──────── Excerpt ────────

Polyimide resins are soluble thermoplastic or thermoset polyimides used for high-temperature adhesives and composites. They are a class of thermally stable resins that have proven to be technically important due to their strength at high temperatures and their high resistance to oxidative degradation.
Polyimide resins are amber to transparent in color and compete with polyketones, polyarylates, and polysulfones in engineering applications. The limitations of polyimide resins include their expense. their high processing temperatures, and their inability to be used above their glass transition temperature unless post annealed. Most polyimides are processed in precursor form, otherwise they decompose before their melting or softening points are reached. Some can be processed by injection molding and extrusion. They are available as films and common stock shapes.
Polyimides belong to a class of high-performance plastics with high-heat resistance, which enjoy diverse application sin roles demanding rugged organic materials, including temperature fuel cells, displays, and various military roles.
Polyimide resins are used to make a permanent and leak-free union between two pieces of silica tubing, stainless steel, or glass and press fit unions. They are also used in the electronics industry for flexible cables as an insulating film on magnet wire and for medical tubing. These resins have been proven to be good electrical insulators over a wide range of temperatures, from below zero to 400 degrees Celsius. And it can be used as a mechanical stress buffer. Some polyimide resins are manufactured for use in high-temperature composite parts for the aerospace industry and industries where parts are replaced by metal and exposed to high temperatures.
Polyimide resins are prepared by condensation polymerization of aromatic primary diamines and aromatic tetracarboxylic dianhydrides. The aromatic ring structure along the polymer backbone results in the polyimide resin's thermal, mechanical, and chemical properties. Most polymer composites consist of some sort of fiber, such as glass, used to reinforce the matrix; in turn, these fibers are embedded in an epoxy or similar material resin to result in a stronger material. The glass used in the material creates the glass transition temperature limitation.
Polyimide resin classification
The first polyimide was discovered in 1908 by Bogart and Renshaw. There was early interest in the use of polymers and polyimide resins for the aerospace industry after the Second World War. These attempts were focused on the synthesis of aliphatic polyimides.

──────── Stored data ────────

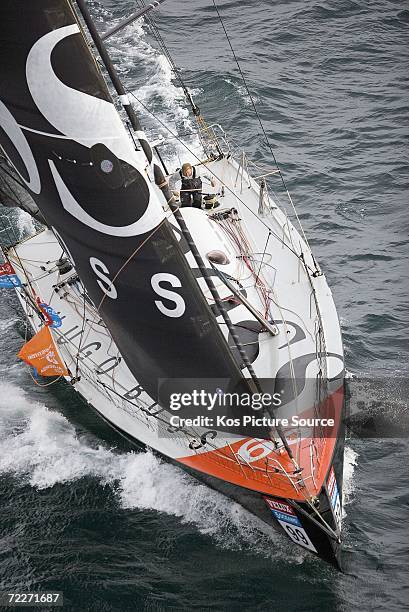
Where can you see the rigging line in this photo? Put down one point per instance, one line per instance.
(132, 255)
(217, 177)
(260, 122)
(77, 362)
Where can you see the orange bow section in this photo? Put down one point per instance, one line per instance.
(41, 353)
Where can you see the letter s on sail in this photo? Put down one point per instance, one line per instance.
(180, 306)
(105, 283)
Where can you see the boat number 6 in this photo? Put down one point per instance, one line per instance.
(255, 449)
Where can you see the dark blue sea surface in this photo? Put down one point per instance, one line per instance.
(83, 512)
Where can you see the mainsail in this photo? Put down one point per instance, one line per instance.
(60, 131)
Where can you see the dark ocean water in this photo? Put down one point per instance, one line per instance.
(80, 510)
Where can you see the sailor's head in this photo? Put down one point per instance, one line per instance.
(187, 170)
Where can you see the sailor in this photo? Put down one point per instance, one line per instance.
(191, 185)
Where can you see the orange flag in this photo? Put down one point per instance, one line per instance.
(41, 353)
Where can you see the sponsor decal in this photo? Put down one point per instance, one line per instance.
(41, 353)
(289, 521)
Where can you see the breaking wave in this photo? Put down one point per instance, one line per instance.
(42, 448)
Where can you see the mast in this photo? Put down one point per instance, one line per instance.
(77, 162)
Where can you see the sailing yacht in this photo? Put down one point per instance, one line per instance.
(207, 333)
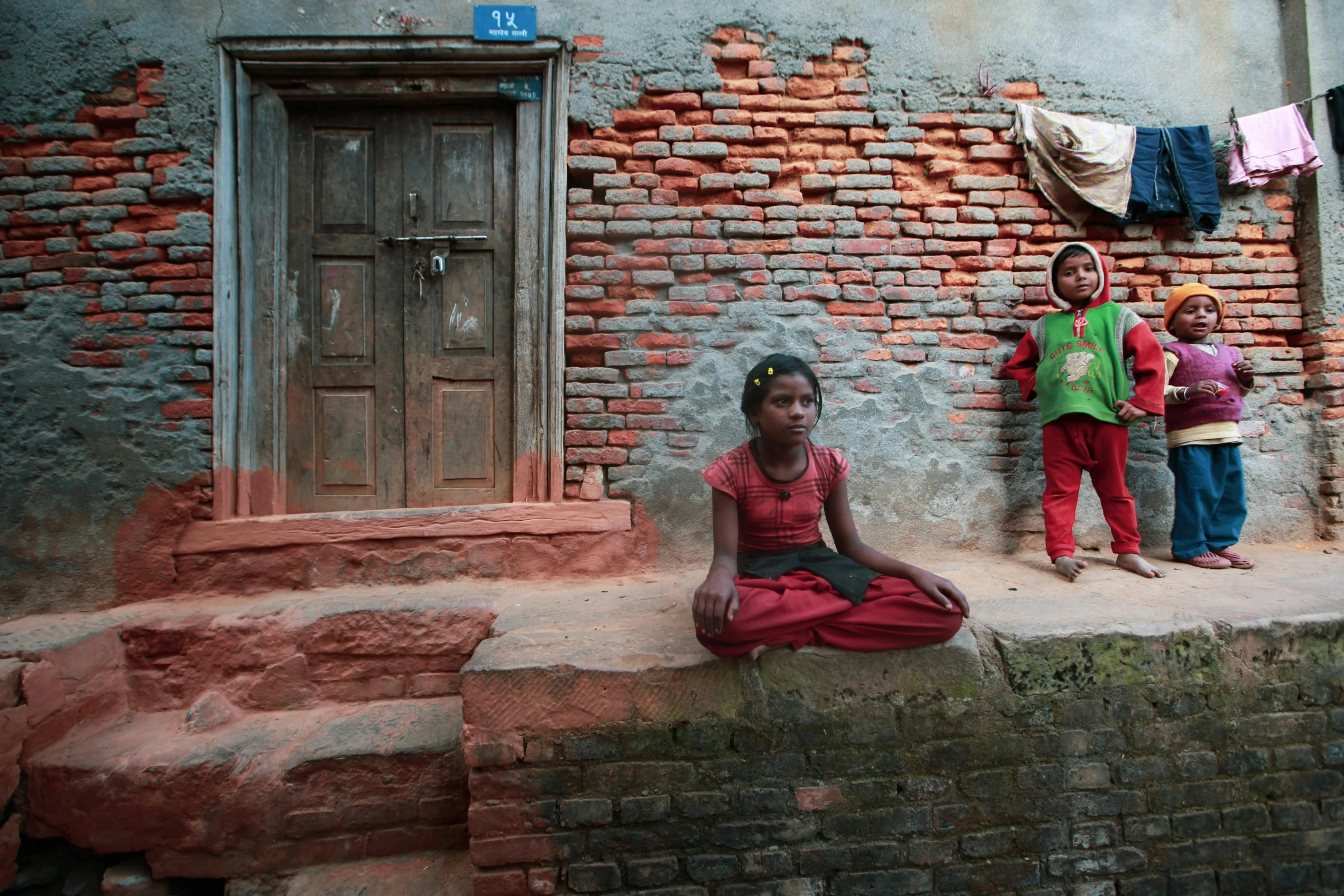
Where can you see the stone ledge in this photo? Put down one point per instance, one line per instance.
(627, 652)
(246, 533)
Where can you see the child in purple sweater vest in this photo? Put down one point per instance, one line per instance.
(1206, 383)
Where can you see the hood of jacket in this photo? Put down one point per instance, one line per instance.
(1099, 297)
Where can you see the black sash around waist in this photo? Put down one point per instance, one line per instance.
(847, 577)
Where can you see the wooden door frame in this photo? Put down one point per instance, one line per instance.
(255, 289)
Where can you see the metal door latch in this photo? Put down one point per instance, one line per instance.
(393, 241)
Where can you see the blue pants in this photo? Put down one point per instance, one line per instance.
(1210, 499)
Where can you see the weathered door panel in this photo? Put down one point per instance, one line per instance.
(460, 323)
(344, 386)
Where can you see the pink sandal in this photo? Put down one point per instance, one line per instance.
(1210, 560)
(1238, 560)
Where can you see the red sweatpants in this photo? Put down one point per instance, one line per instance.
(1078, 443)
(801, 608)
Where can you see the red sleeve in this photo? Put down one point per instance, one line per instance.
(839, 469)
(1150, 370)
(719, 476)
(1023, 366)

────────
──────── Stored data ────────

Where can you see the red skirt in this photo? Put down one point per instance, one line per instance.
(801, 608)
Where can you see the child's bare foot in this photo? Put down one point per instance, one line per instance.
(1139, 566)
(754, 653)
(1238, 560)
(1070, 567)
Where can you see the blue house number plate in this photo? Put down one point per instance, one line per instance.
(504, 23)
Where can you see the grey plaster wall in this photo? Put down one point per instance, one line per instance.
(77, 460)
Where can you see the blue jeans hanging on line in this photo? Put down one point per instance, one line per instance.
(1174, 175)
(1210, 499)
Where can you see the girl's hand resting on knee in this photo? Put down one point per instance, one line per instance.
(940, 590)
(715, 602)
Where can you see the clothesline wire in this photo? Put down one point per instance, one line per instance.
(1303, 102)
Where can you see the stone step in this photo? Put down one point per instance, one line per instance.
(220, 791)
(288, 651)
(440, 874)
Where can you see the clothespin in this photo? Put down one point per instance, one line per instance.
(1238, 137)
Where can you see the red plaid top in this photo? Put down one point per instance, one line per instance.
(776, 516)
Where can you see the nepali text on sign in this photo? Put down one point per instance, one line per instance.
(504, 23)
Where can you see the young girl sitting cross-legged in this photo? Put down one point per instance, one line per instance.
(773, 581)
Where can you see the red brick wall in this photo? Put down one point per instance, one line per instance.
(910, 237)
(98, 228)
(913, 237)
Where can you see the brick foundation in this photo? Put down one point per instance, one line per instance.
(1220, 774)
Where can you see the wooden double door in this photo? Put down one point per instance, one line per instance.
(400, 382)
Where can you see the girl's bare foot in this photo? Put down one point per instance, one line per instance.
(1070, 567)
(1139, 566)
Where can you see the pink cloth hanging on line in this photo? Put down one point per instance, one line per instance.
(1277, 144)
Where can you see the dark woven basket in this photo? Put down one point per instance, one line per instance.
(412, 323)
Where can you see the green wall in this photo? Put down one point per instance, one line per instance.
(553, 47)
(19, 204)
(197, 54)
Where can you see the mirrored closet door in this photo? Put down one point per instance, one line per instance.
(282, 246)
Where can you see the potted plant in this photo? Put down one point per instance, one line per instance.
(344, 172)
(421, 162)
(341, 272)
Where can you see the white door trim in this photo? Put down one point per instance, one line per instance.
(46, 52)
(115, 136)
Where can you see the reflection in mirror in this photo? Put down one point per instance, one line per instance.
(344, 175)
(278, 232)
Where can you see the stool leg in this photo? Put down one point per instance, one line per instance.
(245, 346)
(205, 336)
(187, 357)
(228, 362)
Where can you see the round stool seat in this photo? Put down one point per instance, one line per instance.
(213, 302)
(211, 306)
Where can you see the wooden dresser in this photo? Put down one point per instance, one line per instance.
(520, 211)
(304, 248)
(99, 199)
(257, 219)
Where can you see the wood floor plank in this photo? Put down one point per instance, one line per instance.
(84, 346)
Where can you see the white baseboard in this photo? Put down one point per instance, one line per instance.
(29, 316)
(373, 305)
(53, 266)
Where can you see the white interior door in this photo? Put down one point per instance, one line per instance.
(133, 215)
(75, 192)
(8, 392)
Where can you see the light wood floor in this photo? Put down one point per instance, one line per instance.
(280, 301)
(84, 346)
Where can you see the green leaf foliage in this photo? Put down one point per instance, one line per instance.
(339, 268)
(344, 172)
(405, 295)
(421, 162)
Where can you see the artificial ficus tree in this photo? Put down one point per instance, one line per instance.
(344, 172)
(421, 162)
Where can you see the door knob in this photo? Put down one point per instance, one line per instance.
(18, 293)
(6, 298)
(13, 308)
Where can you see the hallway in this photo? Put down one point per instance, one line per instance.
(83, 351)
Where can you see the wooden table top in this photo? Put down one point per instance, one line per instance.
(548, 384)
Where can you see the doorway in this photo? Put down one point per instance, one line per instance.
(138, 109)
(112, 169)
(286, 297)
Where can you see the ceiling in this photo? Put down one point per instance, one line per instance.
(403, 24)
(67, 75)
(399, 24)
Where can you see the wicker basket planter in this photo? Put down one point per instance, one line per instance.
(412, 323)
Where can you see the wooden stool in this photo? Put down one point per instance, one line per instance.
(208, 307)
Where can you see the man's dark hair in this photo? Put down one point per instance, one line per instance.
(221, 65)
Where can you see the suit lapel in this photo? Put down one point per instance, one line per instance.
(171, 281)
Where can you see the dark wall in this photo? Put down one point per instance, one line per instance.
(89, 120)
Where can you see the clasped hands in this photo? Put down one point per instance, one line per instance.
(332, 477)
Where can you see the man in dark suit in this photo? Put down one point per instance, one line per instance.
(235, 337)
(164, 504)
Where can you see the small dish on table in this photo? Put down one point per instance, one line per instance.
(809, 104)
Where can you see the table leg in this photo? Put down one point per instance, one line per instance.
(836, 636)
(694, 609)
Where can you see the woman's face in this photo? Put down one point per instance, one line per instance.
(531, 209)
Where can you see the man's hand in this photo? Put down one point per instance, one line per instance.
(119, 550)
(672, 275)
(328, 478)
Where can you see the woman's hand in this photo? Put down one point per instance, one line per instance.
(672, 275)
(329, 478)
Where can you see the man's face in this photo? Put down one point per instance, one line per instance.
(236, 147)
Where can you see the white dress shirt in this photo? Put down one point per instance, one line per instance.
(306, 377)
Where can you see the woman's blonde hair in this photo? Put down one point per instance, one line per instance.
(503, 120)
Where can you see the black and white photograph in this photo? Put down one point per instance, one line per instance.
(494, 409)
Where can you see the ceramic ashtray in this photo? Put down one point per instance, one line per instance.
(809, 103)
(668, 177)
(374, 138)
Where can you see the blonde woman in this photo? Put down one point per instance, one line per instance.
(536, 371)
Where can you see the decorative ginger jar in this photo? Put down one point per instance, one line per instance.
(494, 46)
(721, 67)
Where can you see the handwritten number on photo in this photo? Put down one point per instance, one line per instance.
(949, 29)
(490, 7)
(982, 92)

────────

→ What you need to do
1. Rewrite the polyimide resin text starting at "Polyimide resin classification" and ending at "of aliphatic polyimides.", swapping "Second World War" for "World War II".
2. Pick up the polyimide resin text after its last sentence and keep writing.
None of the tasks uses the records.

→ Task-by-task outputs
1.
Polyimide resin classification
The first polyimide was discovered in 1908 by Bogart and Renshaw. There was early interest in the use of polymers and polyimide resins for the aerospace industry after the World War II. These attempts were focused on the synthesis of aliphatic polyimides.

2.
In the 1970s, the United States Air Force and NASA-funded programs formulated the first polyimides. These early polymerized monomeric reactant (PMR) resins, based in aromatic dianhydride ester acid and aromatic diamine chemistry polymerized through solvent addition, have since become an aerospace industry standard, with the PMR-15 and PMR-II-50 formulations. These PMR composites (also known as carbon fiber) outperform metals with greater strength-to-weight properties in aircraft engine nozzles and nacelles, helicopter gear cases, and missile fins operating in the range of 242 to 342 degrees Celsius.
NASA began the development of another series of polyimides that differ from PMRs after the PMR resin's methylene dianiline (MDA) was suspected of causing cancer in the liver. As well, they were looking for improved polyimide resins. This resulted in phenylethynyl-terminated imide (PETI) oligomers, which received consideration for "hot section" military engine components. PETI resins deliver improved processing properties, including prolonged melt stability, minimized post-cure moisture uptake, and better control of the outgassing of volatiles.
In 2019, the Air Force Research Laboratory, in cooperation with researchers from the University of Louisville and NASA's Glen Research Center, developed a polyimide resin capable of being used in additive manufacturing and printed, reinforced polymer composite parts. This resin presented the highest temperature-capable material of its kind to be on record. The success of the material could be an element in a more cost-efficient generation of manufacturing for the United States Air Force and other aviation entities. These materials could have practical applications for 3D printed parts in turbine engines and engine exhaust hot areas.